Problem statement:
Retype the line in which "Mark the lilac" appears, then every line after it until the records end. Leave out the pictures.

━━━ Available data ━━━

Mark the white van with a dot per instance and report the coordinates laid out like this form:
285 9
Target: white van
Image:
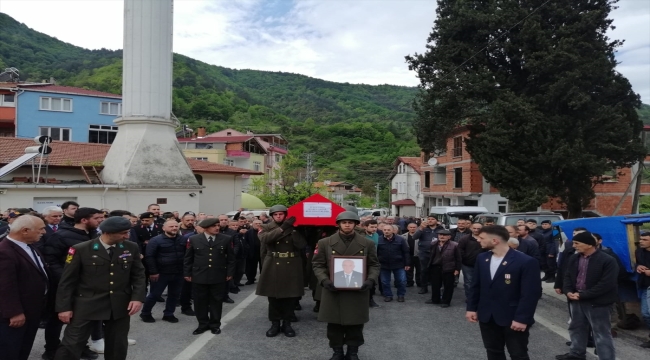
449 215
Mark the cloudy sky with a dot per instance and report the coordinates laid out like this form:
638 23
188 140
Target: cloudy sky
356 41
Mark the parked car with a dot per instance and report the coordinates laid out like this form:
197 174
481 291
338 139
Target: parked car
511 218
448 215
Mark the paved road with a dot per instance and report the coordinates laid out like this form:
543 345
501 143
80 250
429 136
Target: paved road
411 330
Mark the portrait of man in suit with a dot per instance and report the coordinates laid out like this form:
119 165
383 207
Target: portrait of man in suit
347 277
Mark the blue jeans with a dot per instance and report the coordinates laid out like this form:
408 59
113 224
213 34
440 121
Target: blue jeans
645 306
400 281
582 316
173 283
468 272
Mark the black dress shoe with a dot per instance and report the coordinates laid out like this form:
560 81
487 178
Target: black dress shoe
199 331
171 319
147 318
188 312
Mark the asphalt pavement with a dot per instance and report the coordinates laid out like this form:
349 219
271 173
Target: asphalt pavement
411 330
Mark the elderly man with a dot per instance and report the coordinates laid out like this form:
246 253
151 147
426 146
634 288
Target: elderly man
25 284
52 216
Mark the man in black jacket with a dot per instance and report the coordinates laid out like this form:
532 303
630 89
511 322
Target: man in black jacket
470 247
164 258
590 284
55 250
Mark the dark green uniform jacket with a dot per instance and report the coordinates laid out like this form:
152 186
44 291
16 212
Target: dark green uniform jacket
209 264
345 307
282 266
93 287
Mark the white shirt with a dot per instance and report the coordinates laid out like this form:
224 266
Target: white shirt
494 265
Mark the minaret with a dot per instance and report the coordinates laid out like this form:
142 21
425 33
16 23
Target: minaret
145 153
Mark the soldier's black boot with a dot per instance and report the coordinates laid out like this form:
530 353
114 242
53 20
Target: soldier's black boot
338 353
287 329
353 353
274 330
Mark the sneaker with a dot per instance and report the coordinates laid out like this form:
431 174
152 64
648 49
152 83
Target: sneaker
96 346
147 318
170 318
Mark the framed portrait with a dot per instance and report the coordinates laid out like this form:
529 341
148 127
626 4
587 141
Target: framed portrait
348 272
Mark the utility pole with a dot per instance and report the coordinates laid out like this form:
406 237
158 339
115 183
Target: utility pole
310 168
377 195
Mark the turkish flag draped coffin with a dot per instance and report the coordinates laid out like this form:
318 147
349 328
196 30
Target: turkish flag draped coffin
315 210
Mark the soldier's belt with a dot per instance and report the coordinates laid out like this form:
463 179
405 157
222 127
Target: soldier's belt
287 254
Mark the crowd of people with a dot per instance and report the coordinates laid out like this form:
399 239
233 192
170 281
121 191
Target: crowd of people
93 269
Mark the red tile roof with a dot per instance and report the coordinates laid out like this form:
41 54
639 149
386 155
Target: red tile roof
405 202
68 90
414 162
220 139
73 154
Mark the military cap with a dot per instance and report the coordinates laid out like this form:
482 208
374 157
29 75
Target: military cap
114 225
147 215
208 222
20 211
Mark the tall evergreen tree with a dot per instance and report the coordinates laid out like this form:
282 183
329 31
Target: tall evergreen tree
535 82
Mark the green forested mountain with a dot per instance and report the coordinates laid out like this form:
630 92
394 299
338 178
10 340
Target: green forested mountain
355 131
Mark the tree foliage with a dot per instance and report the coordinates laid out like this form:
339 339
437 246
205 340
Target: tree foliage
547 112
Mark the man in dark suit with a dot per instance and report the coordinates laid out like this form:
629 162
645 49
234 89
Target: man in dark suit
348 277
103 280
503 296
209 263
24 283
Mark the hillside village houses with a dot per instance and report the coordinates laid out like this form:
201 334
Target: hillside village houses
455 180
81 124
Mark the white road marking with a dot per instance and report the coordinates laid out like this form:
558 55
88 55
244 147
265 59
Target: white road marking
560 331
203 340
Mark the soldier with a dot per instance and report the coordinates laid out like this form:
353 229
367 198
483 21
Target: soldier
281 279
345 312
103 280
209 263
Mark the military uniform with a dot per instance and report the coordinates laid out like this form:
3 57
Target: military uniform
281 279
208 264
345 311
95 286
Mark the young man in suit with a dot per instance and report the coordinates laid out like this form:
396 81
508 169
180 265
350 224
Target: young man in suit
503 296
25 284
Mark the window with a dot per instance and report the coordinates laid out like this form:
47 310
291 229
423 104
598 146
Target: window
62 134
439 175
56 104
458 146
8 100
458 178
102 134
109 108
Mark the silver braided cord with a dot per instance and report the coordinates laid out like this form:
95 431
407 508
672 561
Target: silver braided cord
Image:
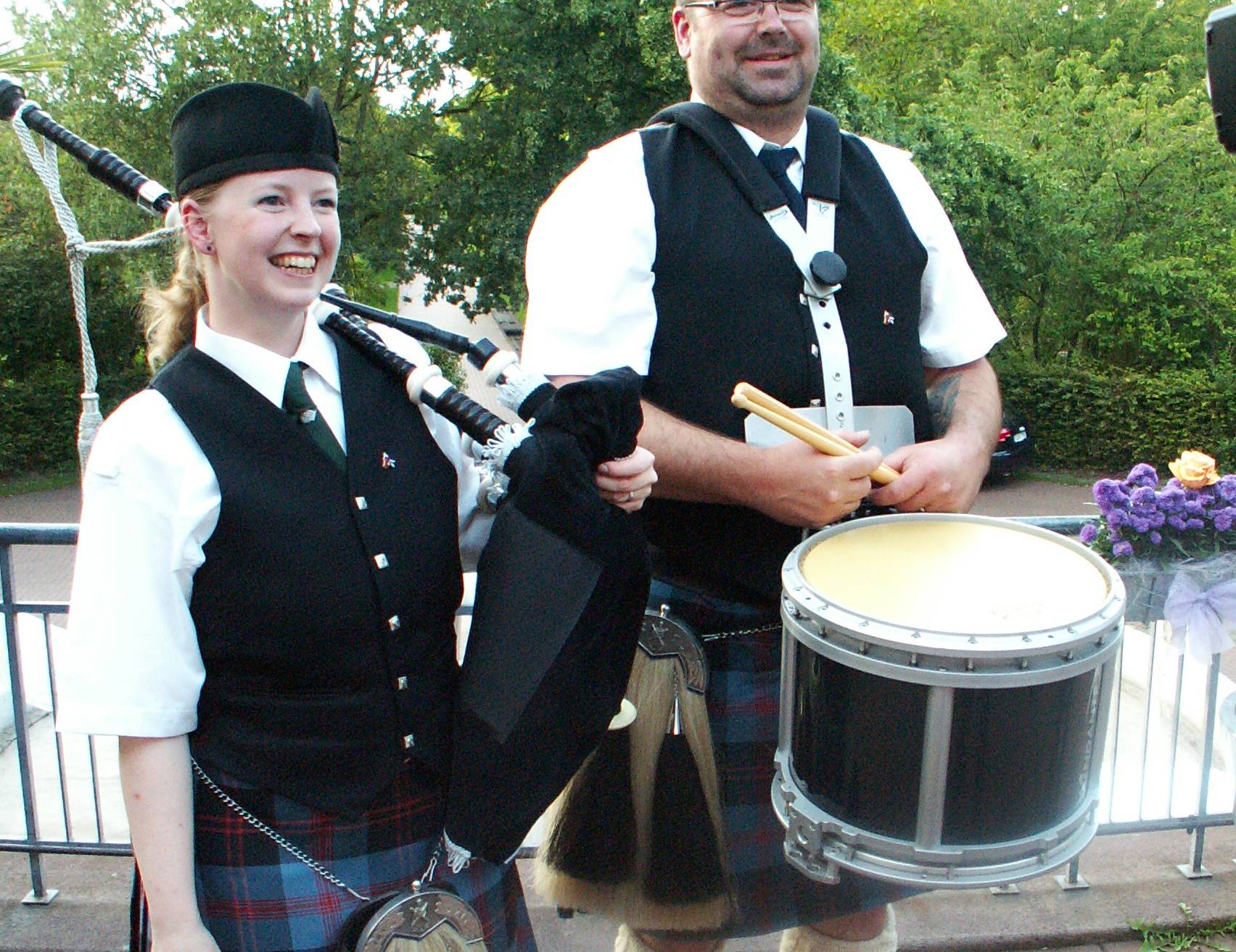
77 249
277 837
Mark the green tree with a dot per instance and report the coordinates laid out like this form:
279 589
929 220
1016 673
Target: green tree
548 82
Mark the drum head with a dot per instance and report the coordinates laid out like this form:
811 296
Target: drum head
960 576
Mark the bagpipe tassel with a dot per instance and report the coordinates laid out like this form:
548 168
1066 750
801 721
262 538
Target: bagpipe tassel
685 861
680 878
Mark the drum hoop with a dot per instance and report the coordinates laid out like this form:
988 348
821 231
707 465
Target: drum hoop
955 669
902 861
802 603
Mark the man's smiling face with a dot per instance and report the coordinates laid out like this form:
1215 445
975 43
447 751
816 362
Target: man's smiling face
742 68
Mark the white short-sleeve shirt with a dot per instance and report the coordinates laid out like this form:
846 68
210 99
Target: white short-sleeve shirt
593 242
150 502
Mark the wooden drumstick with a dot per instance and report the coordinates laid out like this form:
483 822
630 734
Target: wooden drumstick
781 416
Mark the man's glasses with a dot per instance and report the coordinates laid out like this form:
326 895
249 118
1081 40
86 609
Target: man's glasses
751 10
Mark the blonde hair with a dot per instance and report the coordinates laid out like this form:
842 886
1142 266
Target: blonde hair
168 314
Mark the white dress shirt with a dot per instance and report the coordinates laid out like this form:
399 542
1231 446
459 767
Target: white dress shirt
593 242
130 662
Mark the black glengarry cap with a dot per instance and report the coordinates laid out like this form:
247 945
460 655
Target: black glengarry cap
242 128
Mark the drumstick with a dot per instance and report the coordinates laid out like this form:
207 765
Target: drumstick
781 416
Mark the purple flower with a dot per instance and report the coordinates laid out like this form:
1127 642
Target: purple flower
1142 476
1109 493
1172 498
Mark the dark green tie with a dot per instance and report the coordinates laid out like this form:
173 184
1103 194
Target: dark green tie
778 162
298 403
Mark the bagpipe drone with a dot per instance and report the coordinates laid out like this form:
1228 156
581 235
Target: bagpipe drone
561 584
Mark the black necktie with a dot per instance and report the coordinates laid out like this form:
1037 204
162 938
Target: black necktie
776 161
298 403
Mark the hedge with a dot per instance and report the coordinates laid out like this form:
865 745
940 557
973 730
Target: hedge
1079 418
1085 419
38 416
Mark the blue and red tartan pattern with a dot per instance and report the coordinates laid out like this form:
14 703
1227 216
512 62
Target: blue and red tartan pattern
744 682
255 897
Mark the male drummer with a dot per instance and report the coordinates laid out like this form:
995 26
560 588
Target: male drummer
649 254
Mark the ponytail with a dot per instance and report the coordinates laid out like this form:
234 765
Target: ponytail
168 314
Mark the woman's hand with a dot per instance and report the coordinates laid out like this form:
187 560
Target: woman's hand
627 482
193 937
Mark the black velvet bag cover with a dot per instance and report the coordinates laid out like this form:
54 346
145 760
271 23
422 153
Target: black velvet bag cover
560 598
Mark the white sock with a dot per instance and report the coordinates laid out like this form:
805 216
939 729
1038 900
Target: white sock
805 939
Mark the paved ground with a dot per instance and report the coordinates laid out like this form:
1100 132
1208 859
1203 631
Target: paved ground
1132 877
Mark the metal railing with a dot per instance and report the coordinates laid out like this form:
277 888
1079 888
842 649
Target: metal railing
30 771
12 613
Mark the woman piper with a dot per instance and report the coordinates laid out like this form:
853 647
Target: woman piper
268 566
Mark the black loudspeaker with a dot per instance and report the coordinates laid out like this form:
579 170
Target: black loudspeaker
1221 72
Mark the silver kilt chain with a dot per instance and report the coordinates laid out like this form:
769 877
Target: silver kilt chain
277 837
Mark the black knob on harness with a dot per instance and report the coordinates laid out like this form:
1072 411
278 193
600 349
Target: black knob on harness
827 268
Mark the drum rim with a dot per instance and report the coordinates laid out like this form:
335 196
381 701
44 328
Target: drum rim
802 604
836 841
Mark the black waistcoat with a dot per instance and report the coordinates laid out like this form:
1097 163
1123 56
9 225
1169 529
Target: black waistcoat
326 604
728 309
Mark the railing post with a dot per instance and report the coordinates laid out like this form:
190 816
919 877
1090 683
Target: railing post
38 894
1194 869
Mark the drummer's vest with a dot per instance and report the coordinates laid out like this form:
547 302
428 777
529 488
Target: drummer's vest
730 309
324 608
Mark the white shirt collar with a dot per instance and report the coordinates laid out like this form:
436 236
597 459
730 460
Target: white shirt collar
799 144
757 142
266 371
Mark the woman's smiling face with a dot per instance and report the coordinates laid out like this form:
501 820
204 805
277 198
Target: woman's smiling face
273 237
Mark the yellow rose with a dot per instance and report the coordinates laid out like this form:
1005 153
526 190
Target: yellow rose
1194 469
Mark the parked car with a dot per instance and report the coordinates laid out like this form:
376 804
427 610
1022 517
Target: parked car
1014 449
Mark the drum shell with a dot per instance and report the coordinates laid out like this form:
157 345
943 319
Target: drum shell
937 758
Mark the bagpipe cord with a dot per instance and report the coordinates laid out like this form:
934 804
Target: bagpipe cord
77 249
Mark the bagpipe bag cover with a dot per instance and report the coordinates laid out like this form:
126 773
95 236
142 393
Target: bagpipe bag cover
561 588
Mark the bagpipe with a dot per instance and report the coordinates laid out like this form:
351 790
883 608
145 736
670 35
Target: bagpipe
563 581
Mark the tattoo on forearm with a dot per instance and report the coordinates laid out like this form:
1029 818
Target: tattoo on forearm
942 400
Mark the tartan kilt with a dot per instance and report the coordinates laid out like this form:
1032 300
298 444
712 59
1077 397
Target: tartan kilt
744 694
255 897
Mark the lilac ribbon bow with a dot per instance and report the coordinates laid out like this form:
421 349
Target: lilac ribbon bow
1202 618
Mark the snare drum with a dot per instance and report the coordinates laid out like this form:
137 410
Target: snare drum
944 693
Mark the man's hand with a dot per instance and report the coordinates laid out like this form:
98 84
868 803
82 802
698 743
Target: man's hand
944 474
802 487
939 476
627 482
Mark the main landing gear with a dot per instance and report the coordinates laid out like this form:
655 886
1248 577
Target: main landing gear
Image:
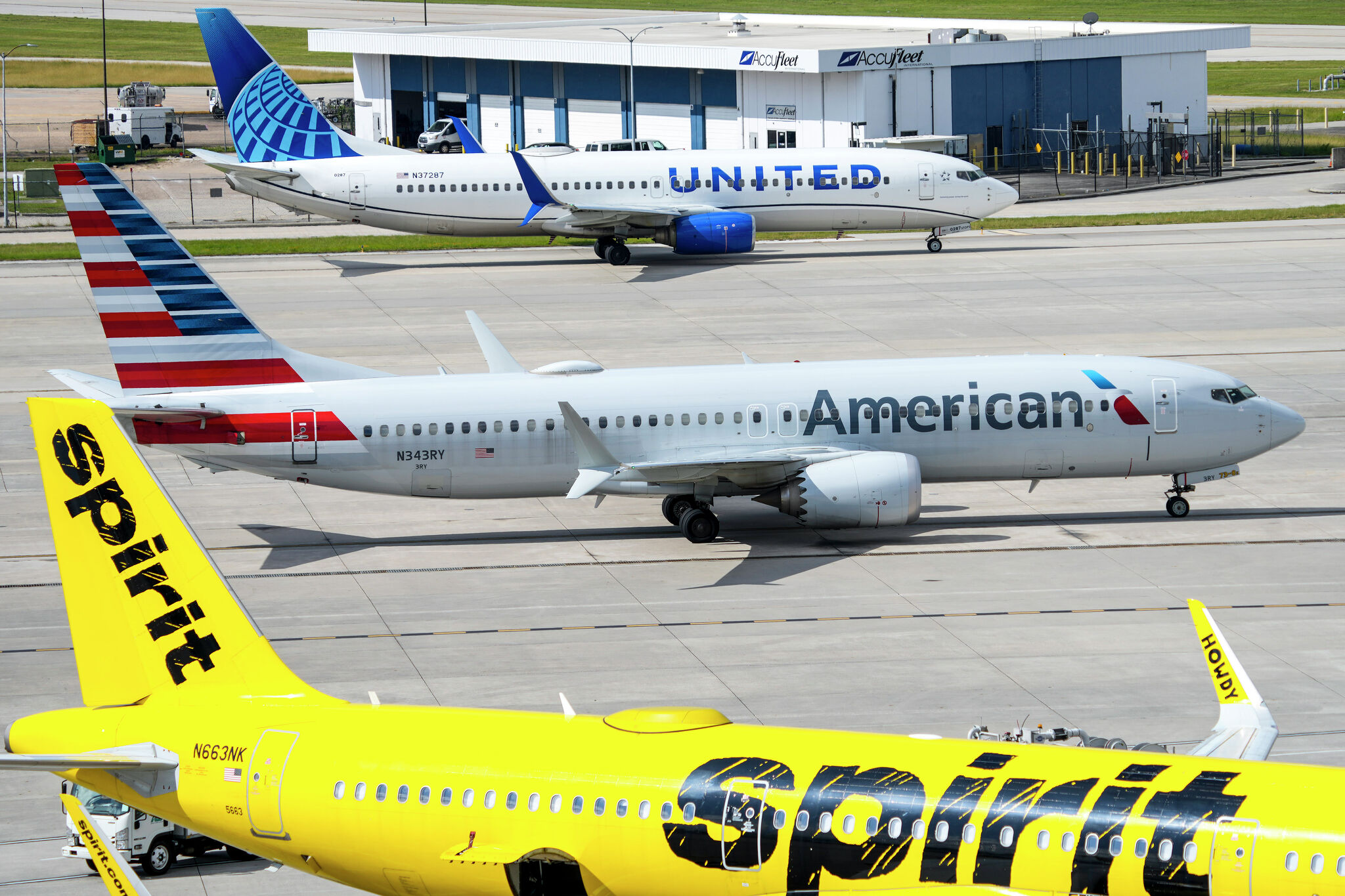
1178 505
697 522
613 251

━━━

Correct response:
Mark the lilac ribbon bow with a dot per instance and report the coordinates laid out like this form:
421 349
Target: lilac ribbon bow
1202 618
Mark the snare drum with a dot per instance and report the coordinates laid out like this form:
137 410
Target: snare drum
944 693
Mark the man's hand with a dot per instance and report the coordinates laid out like this form:
98 84
868 803
82 802
698 743
Target: man's hand
944 474
802 487
939 476
627 482
Mark the main landing gear with a dot per instance and report the coordinates laid out like this form:
655 886
1248 577
Target: main landing gear
Image:
1178 505
697 522
613 251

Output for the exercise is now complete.